(629d) Bioelectrocatalytic Conversion of N2: From Chemically Inert Gas to Chiral Chemicals (Faculty Candidate)

Dinitrogen molecule (N₂) is the most abundant natural gas and also the ultimate source of nitrogen for nitrogenated industrial and natural compounds. So far, the fully hydrogenated product, ammonia (NH₃), is the most common product of N₂ fixation.¹ However, NH₃, the regular end-product of N₂ fixation, is a bulk chemical with low added-value. The conversion of NH₃ to nitrogenous compounds with high added-value and complicated structure still requires further tedious chemical synthesis with the use of precious metal catalysts.² In our study, an upgraded N₂ fixation system was firstly designed and constructed based on a bioelectrocatalytic N₂ reduction architecture.³ The NH₃ generated via N₂ reduction catalyzed by nitrogenase was in situ utilized by L-alanine dehydrogenase to realize the reductive amination of pyruvate and the generation of alanine. The reduced equivalent to support the N₂ reduction and reductive amination of pyruvate was regenerated by the electrochemical method. ω-TA transferred the amino group from alanine to ketone substrates and finally produced desired chiral amine intermediates.⁴ On this basis, an H₂ fuel cell module was integrated into the upgraded N₂ fixation system to construct a self-powered H₂/α-keto acid fuel cell. In the new system, the upgraded N₂ fixation was powered by the oxidation of H₂ with high Faradaic efficiency and without the requirement of external electrical energy input.⁵ Finally, the end-product of N₂ fixation in our study successfully went beyond NH₃ and reached high-value-added chiral amine intermediates and chiral amino acids. The produced chiral amine intermediates and chiral amino acids have wild application in pharmaceuticals production and biotechnology research.

=== Activity ===
Could you resume the abstract on bioelectrocatalytic conversion of N₂ to chiral chemicals, picking up right after its final sentence?

=== Entries shown ===

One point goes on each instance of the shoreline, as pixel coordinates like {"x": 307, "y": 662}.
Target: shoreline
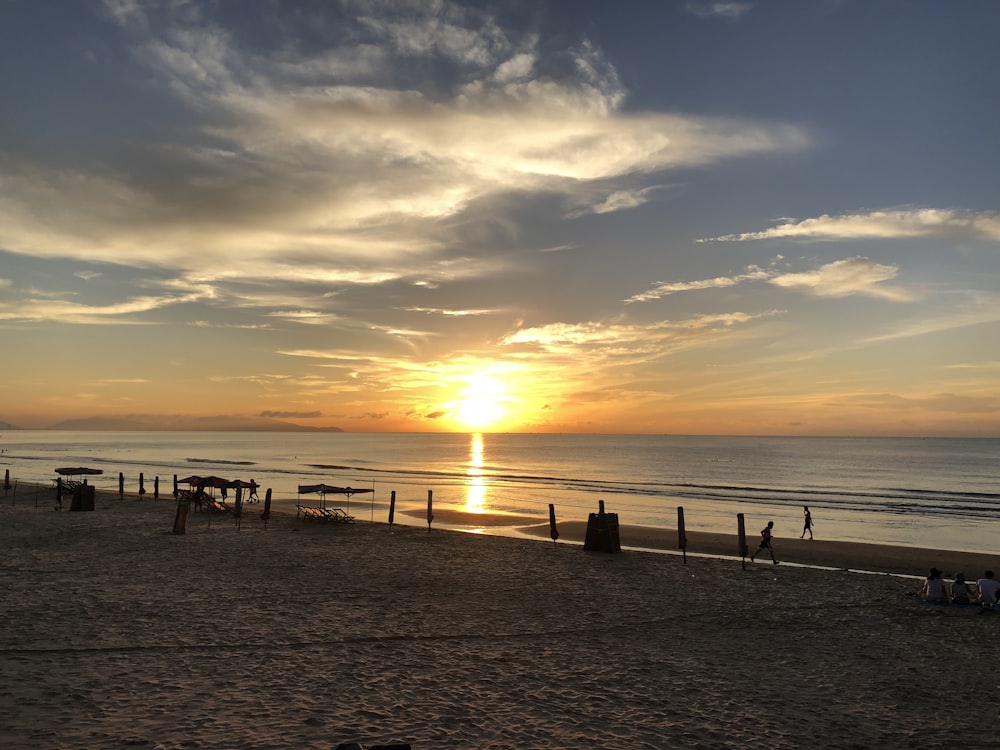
{"x": 823, "y": 553}
{"x": 854, "y": 556}
{"x": 302, "y": 634}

=== Exercise result ===
References

(1) Foster, S. L.; Bakovic, S. I. P.; Duda, R. D.; Maheshwari, S.; Milton, R. D.; Minteer, S. D.; Janik, M. J.; Renner, J. N.; Greenlee, L. F. Catalysts for nitrogen reduction to ammonia. Nat. Catal. 2018, 1, 490.

(2) Balaraman, E.; Srimani, D.; Diskin-Posner, Y.; Milstein, D. Direct synthesis of secondary amines from alcohols and ammonia catalyzed by a ruthenium pincer complex. Catal. Lett. 2015, 145, 139-144.

(3) Milton, R. D.; Cai, R.; Abdellaoui, S.; Leech, D.; De Lacey, A. L.; Pita, M.; Minteer, S. D. Bioelectrochemical Haber-Bosch Process: An Ammonia-Producing H₂/N₂ Fuel Cell. Angew. Chem. Int. Ed. 2017, 56, 2680-2683.

(4) Chen, H.; Cai, R.; Patel, J.; Dong, F.; Chen, H.; Minteer, S. D. Upgraded Bioelectrocatalytic N₂ Fixation: From N₂ to Chiral Amine Intermediates. J. Am. Chem. Soc. 2019, 141, 4963-4971.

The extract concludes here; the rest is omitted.